SHORT TASK -> From the chess forum post, list every distinct chess move that is written in move notation.

DOCUMENT SEGMENT ->
<<<<

Yes – an interesting thought. But ...

If this were true – i.e., if there were no bias – how then to explain the rather obvious differences between the white scores in the games selected by the different writers? For the same lines? Would you say that, e.g., Jonathan Rowson did not look for the most crucial games in the Rossolimo? (That would constitute a different kind of criticism ... )

IsaVulpes wrote on 06/22/17 at 11:19:09:
On the other hand, if White tries something new, and it works (!), it becomes crucial.

I think one could easily turn this argument around: If Black tries something new, and it works (!), it becomes crucial, too. E.g., there appears to be a recent trend in the Rossolimo with Black preferring to answer an early Bxc6 with ...bxc6 instead with ...dxc6 (the latter having been considered almost forced for a long time). If it turns out that White gets no advantage whatsoever after ...bxc6, it certainly becomes crucial, and the score should be close to 50%. The Rossolimo with ...bxc6 might even stay crucial for a while, if only because White – unsuccessfully – tries one new idea after another against it, and in the chesspublishing updates the black players are regularly shown precisely why these new white ideas were unsuccessful. This, however, would presumably need a writer with a certain bias towards Black ...

>>>>

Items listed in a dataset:
<<<<

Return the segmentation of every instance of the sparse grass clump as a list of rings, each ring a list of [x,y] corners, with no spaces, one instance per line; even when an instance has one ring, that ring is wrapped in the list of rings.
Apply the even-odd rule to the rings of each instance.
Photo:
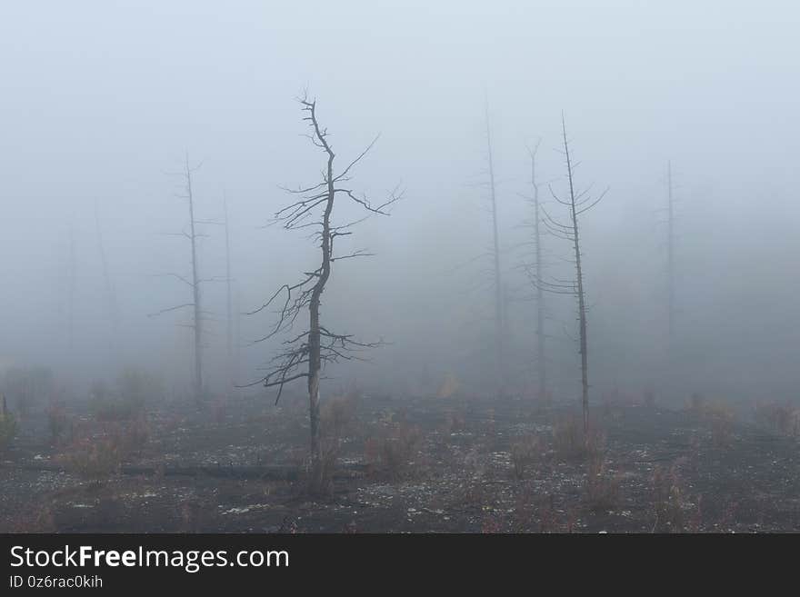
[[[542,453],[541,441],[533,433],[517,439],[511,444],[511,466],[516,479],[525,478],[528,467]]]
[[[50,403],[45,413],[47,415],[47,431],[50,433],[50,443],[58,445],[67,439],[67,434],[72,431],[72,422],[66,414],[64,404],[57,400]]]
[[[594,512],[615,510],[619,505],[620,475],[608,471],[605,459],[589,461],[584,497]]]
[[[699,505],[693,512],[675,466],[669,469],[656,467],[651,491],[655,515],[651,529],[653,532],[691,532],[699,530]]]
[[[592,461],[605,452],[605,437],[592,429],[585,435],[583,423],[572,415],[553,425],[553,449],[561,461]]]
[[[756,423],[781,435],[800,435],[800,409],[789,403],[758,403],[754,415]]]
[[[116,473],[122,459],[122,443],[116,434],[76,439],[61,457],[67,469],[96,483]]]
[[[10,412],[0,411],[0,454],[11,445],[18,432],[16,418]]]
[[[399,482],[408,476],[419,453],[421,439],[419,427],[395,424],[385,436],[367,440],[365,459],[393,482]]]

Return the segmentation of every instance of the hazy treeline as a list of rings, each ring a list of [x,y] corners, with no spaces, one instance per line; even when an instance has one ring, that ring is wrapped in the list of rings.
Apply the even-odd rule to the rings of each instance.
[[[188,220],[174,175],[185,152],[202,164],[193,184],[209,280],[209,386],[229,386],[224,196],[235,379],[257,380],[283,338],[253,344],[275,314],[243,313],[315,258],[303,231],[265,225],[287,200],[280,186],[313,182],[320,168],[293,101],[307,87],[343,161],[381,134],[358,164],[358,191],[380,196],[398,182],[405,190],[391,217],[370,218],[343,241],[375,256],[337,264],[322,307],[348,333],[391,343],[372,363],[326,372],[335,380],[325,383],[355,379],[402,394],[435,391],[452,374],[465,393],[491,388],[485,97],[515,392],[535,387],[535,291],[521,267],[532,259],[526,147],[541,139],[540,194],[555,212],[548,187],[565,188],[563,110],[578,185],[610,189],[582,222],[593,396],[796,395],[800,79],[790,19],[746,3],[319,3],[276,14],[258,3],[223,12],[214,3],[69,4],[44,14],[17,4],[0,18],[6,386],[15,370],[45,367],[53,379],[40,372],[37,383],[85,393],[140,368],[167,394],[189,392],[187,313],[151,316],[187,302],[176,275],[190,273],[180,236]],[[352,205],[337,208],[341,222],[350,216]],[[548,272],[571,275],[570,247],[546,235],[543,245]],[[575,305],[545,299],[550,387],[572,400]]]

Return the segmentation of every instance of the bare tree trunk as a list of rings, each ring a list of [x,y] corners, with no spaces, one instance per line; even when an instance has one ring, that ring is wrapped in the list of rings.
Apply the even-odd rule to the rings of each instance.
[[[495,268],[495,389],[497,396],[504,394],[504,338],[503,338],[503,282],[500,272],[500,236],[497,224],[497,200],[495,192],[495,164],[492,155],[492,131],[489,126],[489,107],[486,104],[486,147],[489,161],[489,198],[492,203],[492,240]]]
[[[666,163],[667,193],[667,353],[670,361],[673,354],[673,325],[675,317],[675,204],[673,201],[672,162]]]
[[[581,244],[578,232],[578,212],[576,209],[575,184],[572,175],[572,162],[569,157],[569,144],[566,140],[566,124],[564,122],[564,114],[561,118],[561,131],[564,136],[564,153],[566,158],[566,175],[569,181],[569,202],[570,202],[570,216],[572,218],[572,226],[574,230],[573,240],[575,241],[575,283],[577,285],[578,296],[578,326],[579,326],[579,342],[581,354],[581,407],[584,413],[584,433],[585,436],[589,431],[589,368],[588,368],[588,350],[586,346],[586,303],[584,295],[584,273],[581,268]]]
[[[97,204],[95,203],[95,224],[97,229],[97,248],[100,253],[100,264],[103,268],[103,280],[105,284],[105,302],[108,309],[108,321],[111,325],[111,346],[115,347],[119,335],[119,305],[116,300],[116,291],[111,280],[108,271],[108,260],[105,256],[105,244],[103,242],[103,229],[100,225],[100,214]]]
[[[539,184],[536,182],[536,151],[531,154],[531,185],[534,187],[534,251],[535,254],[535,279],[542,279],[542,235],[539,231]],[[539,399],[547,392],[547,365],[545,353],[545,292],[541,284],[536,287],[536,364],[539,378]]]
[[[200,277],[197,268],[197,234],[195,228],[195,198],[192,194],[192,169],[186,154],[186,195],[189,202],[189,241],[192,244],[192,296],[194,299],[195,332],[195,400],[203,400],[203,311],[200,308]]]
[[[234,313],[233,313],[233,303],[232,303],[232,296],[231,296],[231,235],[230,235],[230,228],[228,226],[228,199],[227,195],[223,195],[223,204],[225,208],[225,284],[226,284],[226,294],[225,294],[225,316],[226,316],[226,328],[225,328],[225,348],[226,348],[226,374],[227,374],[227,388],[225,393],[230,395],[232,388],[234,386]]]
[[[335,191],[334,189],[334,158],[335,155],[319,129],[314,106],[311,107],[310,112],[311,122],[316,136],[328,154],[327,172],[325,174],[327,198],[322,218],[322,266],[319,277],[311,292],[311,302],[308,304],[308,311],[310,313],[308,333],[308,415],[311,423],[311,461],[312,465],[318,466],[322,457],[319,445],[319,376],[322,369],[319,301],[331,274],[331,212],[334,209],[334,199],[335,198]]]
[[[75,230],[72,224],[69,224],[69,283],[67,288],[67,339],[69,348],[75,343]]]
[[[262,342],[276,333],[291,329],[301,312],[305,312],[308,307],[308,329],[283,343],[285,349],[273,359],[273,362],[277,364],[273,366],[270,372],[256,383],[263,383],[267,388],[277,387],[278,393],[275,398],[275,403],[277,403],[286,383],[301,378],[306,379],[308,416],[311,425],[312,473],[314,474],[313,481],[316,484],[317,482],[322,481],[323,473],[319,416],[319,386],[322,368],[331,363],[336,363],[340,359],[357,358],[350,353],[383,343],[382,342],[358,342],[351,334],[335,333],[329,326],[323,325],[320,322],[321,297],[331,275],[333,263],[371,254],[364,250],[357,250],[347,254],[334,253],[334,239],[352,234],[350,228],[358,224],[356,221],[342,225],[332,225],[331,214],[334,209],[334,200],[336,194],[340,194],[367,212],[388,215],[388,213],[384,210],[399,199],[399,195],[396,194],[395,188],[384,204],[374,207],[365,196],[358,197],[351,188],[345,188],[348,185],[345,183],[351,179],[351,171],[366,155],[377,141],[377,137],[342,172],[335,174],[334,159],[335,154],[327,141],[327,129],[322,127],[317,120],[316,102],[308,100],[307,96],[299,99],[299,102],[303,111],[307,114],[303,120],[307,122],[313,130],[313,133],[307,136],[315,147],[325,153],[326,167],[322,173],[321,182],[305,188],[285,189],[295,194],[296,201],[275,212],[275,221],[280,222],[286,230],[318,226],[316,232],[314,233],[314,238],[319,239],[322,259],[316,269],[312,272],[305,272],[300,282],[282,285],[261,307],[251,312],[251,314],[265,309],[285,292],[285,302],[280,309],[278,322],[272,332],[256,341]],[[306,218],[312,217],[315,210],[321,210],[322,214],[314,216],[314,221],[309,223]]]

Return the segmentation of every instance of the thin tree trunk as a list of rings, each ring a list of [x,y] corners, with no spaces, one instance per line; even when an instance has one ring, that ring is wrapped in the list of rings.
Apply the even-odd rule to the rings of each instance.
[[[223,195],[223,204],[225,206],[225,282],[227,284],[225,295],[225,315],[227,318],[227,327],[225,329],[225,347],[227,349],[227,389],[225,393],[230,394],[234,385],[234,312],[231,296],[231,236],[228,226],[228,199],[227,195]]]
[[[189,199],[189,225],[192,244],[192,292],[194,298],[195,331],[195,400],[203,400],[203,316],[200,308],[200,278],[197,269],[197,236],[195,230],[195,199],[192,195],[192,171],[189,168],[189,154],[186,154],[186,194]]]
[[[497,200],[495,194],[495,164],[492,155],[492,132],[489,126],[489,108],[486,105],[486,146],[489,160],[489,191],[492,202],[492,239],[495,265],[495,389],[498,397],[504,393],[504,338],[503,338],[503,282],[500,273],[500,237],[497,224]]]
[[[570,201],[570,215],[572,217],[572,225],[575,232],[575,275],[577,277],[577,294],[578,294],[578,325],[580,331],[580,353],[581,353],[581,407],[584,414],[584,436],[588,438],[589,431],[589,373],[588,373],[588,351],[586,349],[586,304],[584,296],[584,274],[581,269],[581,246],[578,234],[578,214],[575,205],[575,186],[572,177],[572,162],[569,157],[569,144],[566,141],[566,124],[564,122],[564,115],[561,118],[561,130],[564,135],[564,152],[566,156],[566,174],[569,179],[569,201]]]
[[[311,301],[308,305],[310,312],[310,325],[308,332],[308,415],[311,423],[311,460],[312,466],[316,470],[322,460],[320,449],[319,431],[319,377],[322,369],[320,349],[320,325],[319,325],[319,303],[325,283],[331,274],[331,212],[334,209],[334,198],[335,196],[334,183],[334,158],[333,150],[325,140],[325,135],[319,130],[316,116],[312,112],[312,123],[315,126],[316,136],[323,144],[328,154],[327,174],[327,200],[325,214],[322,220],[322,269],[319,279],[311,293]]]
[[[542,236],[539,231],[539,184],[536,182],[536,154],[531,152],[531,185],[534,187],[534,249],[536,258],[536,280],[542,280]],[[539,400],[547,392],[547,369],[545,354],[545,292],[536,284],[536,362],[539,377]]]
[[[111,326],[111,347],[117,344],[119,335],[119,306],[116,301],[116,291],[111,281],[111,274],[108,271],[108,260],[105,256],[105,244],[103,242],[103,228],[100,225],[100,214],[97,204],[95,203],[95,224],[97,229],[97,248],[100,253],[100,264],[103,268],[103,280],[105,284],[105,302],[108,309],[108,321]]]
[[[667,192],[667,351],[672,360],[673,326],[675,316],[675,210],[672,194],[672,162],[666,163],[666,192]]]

>>>>

THE OUTPUT -> Bxc6, ...bxc6, ...dxc6